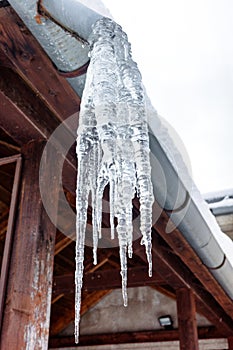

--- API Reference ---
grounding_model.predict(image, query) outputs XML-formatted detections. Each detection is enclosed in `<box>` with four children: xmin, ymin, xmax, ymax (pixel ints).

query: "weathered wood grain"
<box><xmin>0</xmin><ymin>141</ymin><xmax>61</xmax><ymax>349</ymax></box>
<box><xmin>177</xmin><ymin>288</ymin><xmax>199</xmax><ymax>350</ymax></box>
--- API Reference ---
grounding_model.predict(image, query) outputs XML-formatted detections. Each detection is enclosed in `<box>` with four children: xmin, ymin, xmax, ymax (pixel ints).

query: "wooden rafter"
<box><xmin>0</xmin><ymin>7</ymin><xmax>80</xmax><ymax>194</ymax></box>
<box><xmin>0</xmin><ymin>90</ymin><xmax>43</xmax><ymax>144</ymax></box>
<box><xmin>0</xmin><ymin>7</ymin><xmax>80</xmax><ymax>123</ymax></box>
<box><xmin>0</xmin><ymin>140</ymin><xmax>20</xmax><ymax>153</ymax></box>
<box><xmin>152</xmin><ymin>202</ymin><xmax>233</xmax><ymax>323</ymax></box>
<box><xmin>53</xmin><ymin>266</ymin><xmax>166</xmax><ymax>297</ymax></box>
<box><xmin>133</xmin><ymin>235</ymin><xmax>233</xmax><ymax>337</ymax></box>
<box><xmin>50</xmin><ymin>220</ymin><xmax>233</xmax><ymax>338</ymax></box>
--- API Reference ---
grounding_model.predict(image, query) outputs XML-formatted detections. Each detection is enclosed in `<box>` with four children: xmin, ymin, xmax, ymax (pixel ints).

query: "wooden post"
<box><xmin>0</xmin><ymin>141</ymin><xmax>61</xmax><ymax>350</ymax></box>
<box><xmin>176</xmin><ymin>288</ymin><xmax>199</xmax><ymax>350</ymax></box>
<box><xmin>228</xmin><ymin>337</ymin><xmax>233</xmax><ymax>350</ymax></box>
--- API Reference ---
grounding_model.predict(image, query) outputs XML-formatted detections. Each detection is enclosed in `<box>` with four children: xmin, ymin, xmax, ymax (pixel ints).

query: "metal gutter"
<box><xmin>7</xmin><ymin>0</ymin><xmax>102</xmax><ymax>96</ymax></box>
<box><xmin>7</xmin><ymin>0</ymin><xmax>233</xmax><ymax>301</ymax></box>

--------------------------------

THE TASK
Set down the whole listing word for word, omitting the pictures.

SOLVED EXERCISE
--- API Reference ---
grounding_model.predict(image, query) outputs XML-formatted detections. Each detection is enclosed in `<box>` with four children: xmin, ymin, xmax, ymax (pixel ints).

query: "weathered wood grain"
<box><xmin>0</xmin><ymin>141</ymin><xmax>61</xmax><ymax>349</ymax></box>
<box><xmin>177</xmin><ymin>288</ymin><xmax>199</xmax><ymax>350</ymax></box>
--- API Reference ---
grounding_model.predict(image, query) outputs XML-formatted detections. Each detection is enclosed in `<box>` with four children: xmin, ymin, xmax, ymax (pixel ints).

query: "wooden rafter"
<box><xmin>0</xmin><ymin>7</ymin><xmax>80</xmax><ymax>194</ymax></box>
<box><xmin>0</xmin><ymin>90</ymin><xmax>43</xmax><ymax>144</ymax></box>
<box><xmin>0</xmin><ymin>7</ymin><xmax>80</xmax><ymax>123</ymax></box>
<box><xmin>0</xmin><ymin>140</ymin><xmax>20</xmax><ymax>153</ymax></box>
<box><xmin>152</xmin><ymin>202</ymin><xmax>233</xmax><ymax>323</ymax></box>
<box><xmin>53</xmin><ymin>266</ymin><xmax>166</xmax><ymax>297</ymax></box>
<box><xmin>133</xmin><ymin>235</ymin><xmax>233</xmax><ymax>337</ymax></box>
<box><xmin>50</xmin><ymin>220</ymin><xmax>233</xmax><ymax>338</ymax></box>
--- API Reference ---
grounding_model.predict(image, query) outputs XML-formatted detections. Each detection is enclosed in `<box>` with four children: xmin, ymin, xmax, ymax (pixel ints).

query: "wooden post"
<box><xmin>0</xmin><ymin>141</ymin><xmax>61</xmax><ymax>350</ymax></box>
<box><xmin>176</xmin><ymin>288</ymin><xmax>199</xmax><ymax>350</ymax></box>
<box><xmin>228</xmin><ymin>337</ymin><xmax>233</xmax><ymax>350</ymax></box>
--- API Reference ---
grounding_model.predict(image, query) outputs XML-formatted detections. Each detection is enclosed in `<box>` with four children: xmin, ymin, xmax, ymax (pixel ints).

query: "metal gutter"
<box><xmin>7</xmin><ymin>0</ymin><xmax>102</xmax><ymax>96</ymax></box>
<box><xmin>7</xmin><ymin>0</ymin><xmax>233</xmax><ymax>301</ymax></box>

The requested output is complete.